Requirement:
Transcribe all of the data below verbatim, leaving out the pictures.

+++ Material shown

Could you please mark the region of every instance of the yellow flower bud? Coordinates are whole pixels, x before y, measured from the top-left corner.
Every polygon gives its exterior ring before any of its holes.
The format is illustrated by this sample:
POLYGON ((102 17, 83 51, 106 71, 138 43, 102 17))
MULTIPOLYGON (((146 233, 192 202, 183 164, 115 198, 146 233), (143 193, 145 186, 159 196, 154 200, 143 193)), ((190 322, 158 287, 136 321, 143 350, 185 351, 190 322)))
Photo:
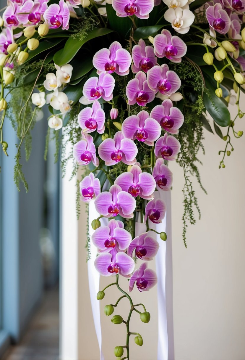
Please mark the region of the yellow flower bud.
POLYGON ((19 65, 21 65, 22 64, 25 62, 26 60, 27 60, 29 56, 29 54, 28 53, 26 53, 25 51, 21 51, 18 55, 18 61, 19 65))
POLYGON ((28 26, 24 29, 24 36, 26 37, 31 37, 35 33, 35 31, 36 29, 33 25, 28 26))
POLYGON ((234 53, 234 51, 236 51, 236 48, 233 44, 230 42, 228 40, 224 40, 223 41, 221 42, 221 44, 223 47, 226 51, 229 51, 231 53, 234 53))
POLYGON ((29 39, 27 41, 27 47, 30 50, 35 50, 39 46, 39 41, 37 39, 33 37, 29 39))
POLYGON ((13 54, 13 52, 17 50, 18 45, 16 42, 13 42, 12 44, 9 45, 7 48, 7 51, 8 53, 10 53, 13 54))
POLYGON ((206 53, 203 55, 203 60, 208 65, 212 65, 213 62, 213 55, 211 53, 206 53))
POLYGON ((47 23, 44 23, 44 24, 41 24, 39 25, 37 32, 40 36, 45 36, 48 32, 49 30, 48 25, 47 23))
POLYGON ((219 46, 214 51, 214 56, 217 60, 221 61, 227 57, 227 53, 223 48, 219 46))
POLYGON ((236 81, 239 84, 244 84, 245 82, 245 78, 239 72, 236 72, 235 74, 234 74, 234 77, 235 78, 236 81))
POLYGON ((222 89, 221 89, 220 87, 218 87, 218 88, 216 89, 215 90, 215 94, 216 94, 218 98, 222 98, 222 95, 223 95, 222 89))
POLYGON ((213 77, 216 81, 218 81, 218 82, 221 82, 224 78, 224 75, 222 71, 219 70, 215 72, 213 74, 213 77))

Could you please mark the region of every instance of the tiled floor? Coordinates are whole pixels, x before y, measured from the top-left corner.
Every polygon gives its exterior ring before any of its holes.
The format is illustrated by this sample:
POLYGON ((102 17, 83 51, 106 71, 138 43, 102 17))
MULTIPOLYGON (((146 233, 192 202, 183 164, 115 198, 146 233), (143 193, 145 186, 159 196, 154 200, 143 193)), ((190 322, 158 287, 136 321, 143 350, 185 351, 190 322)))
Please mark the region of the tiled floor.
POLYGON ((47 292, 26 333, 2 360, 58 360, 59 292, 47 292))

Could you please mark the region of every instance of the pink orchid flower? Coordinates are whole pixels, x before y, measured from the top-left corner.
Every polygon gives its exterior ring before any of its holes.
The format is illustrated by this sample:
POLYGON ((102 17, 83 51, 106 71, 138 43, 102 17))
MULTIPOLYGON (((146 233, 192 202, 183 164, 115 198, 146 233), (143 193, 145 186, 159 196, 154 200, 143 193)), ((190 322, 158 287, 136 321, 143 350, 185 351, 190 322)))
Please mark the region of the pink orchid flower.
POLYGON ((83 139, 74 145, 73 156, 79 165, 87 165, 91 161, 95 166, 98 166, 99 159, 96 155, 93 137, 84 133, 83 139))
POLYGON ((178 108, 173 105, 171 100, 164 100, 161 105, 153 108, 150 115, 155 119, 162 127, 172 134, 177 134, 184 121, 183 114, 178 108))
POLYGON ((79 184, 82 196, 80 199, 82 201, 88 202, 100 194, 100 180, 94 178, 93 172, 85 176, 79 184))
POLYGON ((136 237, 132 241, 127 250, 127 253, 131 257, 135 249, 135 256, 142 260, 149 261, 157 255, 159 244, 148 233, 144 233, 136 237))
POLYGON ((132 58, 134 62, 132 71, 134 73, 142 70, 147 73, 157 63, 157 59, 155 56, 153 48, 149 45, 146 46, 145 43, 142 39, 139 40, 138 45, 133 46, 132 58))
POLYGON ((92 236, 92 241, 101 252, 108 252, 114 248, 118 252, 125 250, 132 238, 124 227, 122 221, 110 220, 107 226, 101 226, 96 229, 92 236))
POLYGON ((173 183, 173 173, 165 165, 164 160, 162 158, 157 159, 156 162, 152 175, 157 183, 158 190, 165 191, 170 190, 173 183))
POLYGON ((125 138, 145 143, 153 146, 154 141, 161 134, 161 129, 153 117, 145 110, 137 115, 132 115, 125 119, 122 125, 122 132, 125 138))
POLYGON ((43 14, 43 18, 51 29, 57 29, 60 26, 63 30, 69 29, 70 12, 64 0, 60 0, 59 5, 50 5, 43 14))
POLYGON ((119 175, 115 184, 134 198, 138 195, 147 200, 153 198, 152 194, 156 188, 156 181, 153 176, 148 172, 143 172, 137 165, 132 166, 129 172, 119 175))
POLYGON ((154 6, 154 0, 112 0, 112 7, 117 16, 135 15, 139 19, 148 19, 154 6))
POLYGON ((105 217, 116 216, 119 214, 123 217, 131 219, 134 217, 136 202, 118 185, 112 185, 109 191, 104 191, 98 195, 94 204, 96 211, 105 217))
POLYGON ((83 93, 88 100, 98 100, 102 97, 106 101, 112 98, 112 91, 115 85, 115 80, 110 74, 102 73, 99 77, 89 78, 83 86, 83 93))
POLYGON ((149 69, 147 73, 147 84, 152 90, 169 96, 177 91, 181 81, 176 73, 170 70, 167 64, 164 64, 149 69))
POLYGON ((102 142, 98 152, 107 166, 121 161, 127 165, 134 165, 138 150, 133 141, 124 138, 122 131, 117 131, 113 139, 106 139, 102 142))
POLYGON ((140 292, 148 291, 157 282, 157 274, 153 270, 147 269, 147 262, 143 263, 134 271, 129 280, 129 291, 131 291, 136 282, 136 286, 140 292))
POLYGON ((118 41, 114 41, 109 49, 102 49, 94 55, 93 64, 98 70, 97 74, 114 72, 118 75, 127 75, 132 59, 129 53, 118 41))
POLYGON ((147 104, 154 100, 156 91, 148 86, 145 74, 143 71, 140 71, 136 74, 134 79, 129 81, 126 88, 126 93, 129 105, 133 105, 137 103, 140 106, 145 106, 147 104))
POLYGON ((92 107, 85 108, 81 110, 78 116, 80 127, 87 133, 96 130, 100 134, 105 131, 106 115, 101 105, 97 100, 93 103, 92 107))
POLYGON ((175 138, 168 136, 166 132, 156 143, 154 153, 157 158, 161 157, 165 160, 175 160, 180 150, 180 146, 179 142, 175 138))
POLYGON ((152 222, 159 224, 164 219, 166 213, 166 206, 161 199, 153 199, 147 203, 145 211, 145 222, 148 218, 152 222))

++++++

Output below:
Could you please mark the region of every instance of the yellow flower bud? Coordinates are whole pixels, x before y, measured from the top-left corner.
Every polygon gives its exterior ring before any of its holes.
The format is illustrated by this sample:
POLYGON ((102 17, 83 51, 106 71, 138 43, 102 17))
MULTIPOLYGON (((146 233, 192 202, 183 164, 115 198, 146 233), (143 193, 145 186, 159 196, 154 200, 143 193)), ((190 322, 158 287, 136 321, 143 350, 185 351, 190 322)))
Photo:
Please mark the region of the yellow flower bud.
POLYGON ((19 65, 21 65, 22 64, 25 62, 26 60, 27 60, 29 56, 29 54, 28 53, 26 53, 25 51, 21 51, 18 55, 18 61, 19 65))
POLYGON ((28 26, 24 29, 24 36, 26 37, 31 37, 35 33, 35 31, 36 29, 33 25, 28 26))
POLYGON ((234 53, 234 51, 236 51, 236 48, 233 44, 230 42, 228 40, 224 40, 223 41, 221 42, 221 44, 223 47, 226 51, 229 51, 231 53, 234 53))
POLYGON ((29 39, 27 41, 27 47, 30 50, 35 50, 39 46, 39 41, 37 39, 33 37, 29 39))
POLYGON ((13 54, 13 52, 17 50, 18 45, 16 42, 13 42, 12 44, 9 45, 7 48, 7 51, 8 53, 10 53, 13 54))
POLYGON ((206 53, 203 55, 203 60, 208 65, 212 65, 213 62, 213 55, 211 53, 206 53))
POLYGON ((47 23, 44 23, 44 24, 41 24, 39 25, 37 32, 40 36, 45 36, 48 32, 49 30, 48 25, 47 23))
POLYGON ((219 46, 214 51, 214 56, 217 60, 221 61, 227 57, 227 53, 223 48, 219 46))
POLYGON ((236 81, 239 84, 244 84, 245 82, 245 78, 239 72, 236 72, 235 74, 234 74, 234 77, 235 78, 236 81))
POLYGON ((222 89, 221 89, 220 87, 218 87, 218 88, 216 89, 215 90, 215 94, 216 94, 218 98, 222 98, 222 95, 223 95, 222 89))
POLYGON ((213 77, 216 81, 218 81, 218 82, 221 82, 224 78, 224 75, 222 71, 219 70, 215 72, 213 74, 213 77))

Could you please mark the region of every instance of the tiled floor? Coordinates are whole pixels, x before y, measured from the top-left corner.
Every polygon gives its exterior ring before any of its holes.
The format is illustrated by this sample:
POLYGON ((102 17, 83 51, 106 71, 138 43, 102 17))
MULTIPOLYGON (((146 233, 192 202, 183 164, 115 198, 146 233), (143 193, 145 186, 159 196, 154 200, 143 193)), ((190 322, 158 287, 136 321, 143 350, 185 351, 190 322)))
Please mark the region of the tiled floor.
POLYGON ((47 292, 26 333, 2 360, 58 360, 59 292, 47 292))

Could you please mark the region of every instance of the pink orchid flower? Coordinates are whole pixels, x before y, measured from the top-left corner.
Every polygon gives its exterior ring before any of its holes.
The format is illustrated by this sample:
POLYGON ((102 17, 83 51, 106 71, 138 43, 102 17))
MULTIPOLYGON (((146 233, 192 202, 183 164, 115 198, 146 233), (143 193, 145 186, 159 196, 154 200, 143 193)), ((190 322, 158 287, 136 321, 143 350, 185 351, 190 322)))
Please mark the region of the pink orchid flower.
POLYGON ((83 139, 74 145, 73 156, 79 165, 87 165, 91 161, 95 166, 98 166, 99 159, 96 155, 93 137, 84 133, 83 139))
POLYGON ((178 108, 173 105, 171 100, 164 100, 161 105, 153 108, 150 115, 155 119, 162 127, 172 134, 177 134, 184 121, 183 114, 178 108))
POLYGON ((79 184, 82 196, 80 199, 82 201, 88 202, 100 194, 100 180, 94 178, 93 172, 85 176, 79 184))
POLYGON ((136 237, 132 241, 127 250, 127 253, 131 257, 135 249, 135 256, 142 260, 149 261, 157 255, 159 244, 148 233, 144 233, 136 237))
POLYGON ((132 58, 134 62, 132 71, 134 73, 142 70, 147 73, 157 63, 157 59, 155 56, 153 48, 149 45, 146 46, 145 43, 142 39, 139 40, 138 45, 133 46, 132 58))
POLYGON ((92 236, 92 241, 101 252, 108 252, 114 248, 118 252, 125 250, 132 238, 124 227, 122 221, 110 220, 107 226, 101 226, 96 229, 92 236))
POLYGON ((173 183, 173 173, 165 165, 164 160, 162 158, 157 159, 156 162, 152 175, 157 183, 158 190, 165 191, 170 190, 173 183))
POLYGON ((125 138, 145 143, 153 146, 154 141, 161 134, 161 129, 153 117, 145 110, 137 115, 132 115, 125 119, 122 125, 122 132, 125 138))
POLYGON ((43 14, 43 18, 51 29, 57 29, 60 26, 63 30, 69 29, 70 12, 64 0, 60 0, 59 5, 50 5, 43 14))
POLYGON ((119 175, 115 184, 134 198, 138 195, 147 200, 153 198, 152 194, 156 188, 156 181, 153 176, 148 172, 143 172, 137 165, 132 166, 129 172, 119 175))
POLYGON ((154 6, 154 0, 112 0, 112 7, 117 16, 135 15, 139 19, 148 19, 154 6))
POLYGON ((105 217, 116 216, 119 214, 123 217, 131 219, 134 217, 136 202, 118 185, 112 185, 109 191, 104 191, 98 195, 94 204, 96 211, 105 217))
POLYGON ((83 93, 88 100, 98 100, 102 97, 106 101, 112 98, 112 91, 115 85, 115 80, 110 74, 102 73, 99 77, 89 78, 83 86, 83 93))
POLYGON ((149 69, 147 73, 147 84, 152 90, 169 96, 177 91, 181 81, 176 73, 170 70, 167 64, 164 64, 149 69))
POLYGON ((102 142, 98 152, 107 166, 121 161, 127 165, 134 165, 138 150, 133 141, 124 138, 122 131, 117 131, 113 139, 106 139, 102 142))
POLYGON ((140 292, 148 291, 157 282, 157 274, 153 270, 147 269, 147 262, 143 263, 134 271, 129 280, 129 291, 131 291, 136 282, 136 286, 140 292))
POLYGON ((118 41, 114 41, 109 49, 102 49, 94 55, 93 64, 98 70, 97 74, 114 72, 118 75, 127 75, 132 59, 129 53, 118 41))
POLYGON ((147 104, 154 100, 156 91, 148 86, 145 74, 143 71, 140 71, 136 74, 134 79, 129 81, 126 88, 126 93, 129 105, 133 105, 137 103, 140 106, 145 106, 147 104))
POLYGON ((92 107, 85 108, 81 110, 78 116, 80 127, 87 133, 96 130, 100 134, 105 131, 106 115, 101 105, 97 100, 93 103, 92 107))
POLYGON ((175 138, 168 136, 166 132, 156 143, 154 153, 157 158, 161 157, 165 160, 175 160, 180 150, 180 146, 179 142, 175 138))
POLYGON ((152 222, 159 224, 164 219, 166 213, 166 206, 161 199, 153 199, 147 203, 145 211, 145 222, 148 218, 152 222))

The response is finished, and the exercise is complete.